---- DOCUMENT EXTRACT
Question 1 (Paul Curley, Editor of the 529 Dash): How and why did you first get started in helping clients with financial planning?
Answer 1 (David Rosell, President of Rosell Wealth Management and Author of “Keep Climbing: A Millennial’s Guide to Financial Planning”): There are people in one’s life who act as our guides and impact the fortunes of our lives. My Grandma Ruth, my mother’s mother, was one of those. To this day, I continue to pass along the financial principles she instilled in me at an early age. I will never forget the day she changed the way I thought about money. I was 19 years old. Boys at that age have two things on their minds and cars are one of them. With great enthusiasm, I shared with her the brochure of the brand new Honda Prelude I was going to finance. It was black on black with a stick shift. She knew how to communicate with a teenager, so she stated how proud she was that I was able to purchase a new car at my age (even though the bank would actually be buying it for me). “You’ll have the nicest car of all of your friends,” she said, right before she shared with me the chart below and explained what an IRA is, how it benefits investors and how the stock market has performed over the years. She then showed me that if between the ages of 19 and 27 I invested the maximum contribution at the time—$2,000 per year—into an IRA, assuming the account compounded at 10 percent per year I would be a millionaire by age 65 even if I never placed additional contributions into the account. Not only that, but I would have more money than if I started investing $2,000 per year at the age of 27 and did so each and every year until age 65. This is when I truly learned to appreciate what Albert Einstein reportedly considered to be the eighth wonder of the world: the compound interest formula. Grandma taught me the difference between working for money and having money work for me. I never ended up purchasing that car. I started my IRA, a decision that would forever change my life.
--------
◆ SHORT EXERCISE A: Summarize the interview excerpt in two sentences.
---- STORED ROWS
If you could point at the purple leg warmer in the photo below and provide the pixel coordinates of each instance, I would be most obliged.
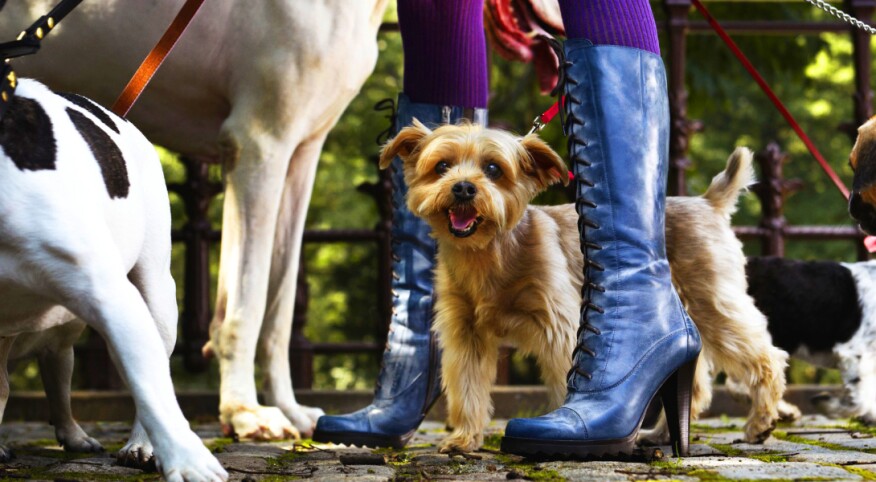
(445, 51)
(611, 22)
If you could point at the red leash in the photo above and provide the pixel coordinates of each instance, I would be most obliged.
(775, 100)
(147, 69)
(870, 241)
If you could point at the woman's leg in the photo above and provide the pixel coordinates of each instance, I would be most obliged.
(445, 81)
(635, 339)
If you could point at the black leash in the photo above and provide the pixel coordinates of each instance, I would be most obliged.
(27, 43)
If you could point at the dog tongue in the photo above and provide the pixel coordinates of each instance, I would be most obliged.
(462, 218)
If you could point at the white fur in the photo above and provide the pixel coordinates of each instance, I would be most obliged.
(255, 85)
(67, 251)
(856, 358)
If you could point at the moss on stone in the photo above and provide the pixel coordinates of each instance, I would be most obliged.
(764, 456)
(217, 445)
(861, 472)
(781, 435)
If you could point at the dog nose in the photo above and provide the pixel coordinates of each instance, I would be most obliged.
(464, 191)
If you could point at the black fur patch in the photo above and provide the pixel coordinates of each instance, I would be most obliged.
(92, 108)
(107, 153)
(807, 303)
(26, 135)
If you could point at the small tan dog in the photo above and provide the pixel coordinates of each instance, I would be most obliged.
(508, 272)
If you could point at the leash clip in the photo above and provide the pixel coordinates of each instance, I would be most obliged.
(537, 125)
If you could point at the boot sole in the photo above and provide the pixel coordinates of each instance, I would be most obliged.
(674, 392)
(536, 448)
(363, 439)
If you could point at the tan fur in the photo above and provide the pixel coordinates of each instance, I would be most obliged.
(517, 279)
(863, 148)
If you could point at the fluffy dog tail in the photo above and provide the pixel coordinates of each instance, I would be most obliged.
(723, 193)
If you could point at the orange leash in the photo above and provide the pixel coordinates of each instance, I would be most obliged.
(147, 69)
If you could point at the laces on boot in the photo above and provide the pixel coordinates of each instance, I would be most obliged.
(388, 105)
(576, 144)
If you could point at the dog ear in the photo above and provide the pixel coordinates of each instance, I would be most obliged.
(404, 143)
(549, 167)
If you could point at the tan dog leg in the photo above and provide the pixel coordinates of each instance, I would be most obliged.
(256, 168)
(273, 353)
(471, 364)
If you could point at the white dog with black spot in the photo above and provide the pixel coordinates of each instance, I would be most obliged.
(85, 237)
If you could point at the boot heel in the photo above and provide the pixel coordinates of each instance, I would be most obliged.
(675, 394)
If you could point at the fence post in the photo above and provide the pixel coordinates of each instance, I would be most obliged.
(196, 193)
(680, 128)
(863, 99)
(771, 191)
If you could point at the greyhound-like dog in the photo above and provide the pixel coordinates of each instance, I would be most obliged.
(255, 86)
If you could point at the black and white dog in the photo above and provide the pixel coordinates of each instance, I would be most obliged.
(824, 312)
(85, 238)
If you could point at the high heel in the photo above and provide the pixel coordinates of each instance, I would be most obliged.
(675, 395)
(635, 340)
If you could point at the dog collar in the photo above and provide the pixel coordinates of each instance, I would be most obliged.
(27, 43)
(7, 86)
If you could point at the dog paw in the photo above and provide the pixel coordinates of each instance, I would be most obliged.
(865, 419)
(137, 455)
(460, 443)
(788, 412)
(758, 429)
(5, 454)
(190, 461)
(75, 440)
(258, 423)
(304, 418)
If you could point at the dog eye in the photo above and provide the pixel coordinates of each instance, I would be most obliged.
(493, 171)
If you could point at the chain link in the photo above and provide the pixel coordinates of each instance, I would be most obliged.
(842, 16)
--------
◆ SHORT EXERCISE B: List every line of the entries that contains the word "black".

◆ EXERCISE RESPONSE A: David Rosell says his Grandma Ruth changed how he thought about money when, at 19, he showed her a brochure for a new Honda Prelude he planned to finance. She showed him that maximum IRA contributions of $2,000 per year from ages 19 to 27, compounding at 10 percent, would make him a millionaire by 65, so he never bought the car and started an IRA instead.

◆ EXERCISE RESPONSE B:
If you could point at the black leash in the photo above and provide the pixel coordinates of each instance, I would be most obliged.
If you could point at the black fur patch in the photo above and provide the pixel coordinates of each instance, I would be most obliged.
If you could point at the white dog with black spot in the photo above and provide the pixel coordinates of each instance, I would be most obliged.
If you could point at the black and white dog in the photo above and provide the pixel coordinates of each instance, I would be most obliged.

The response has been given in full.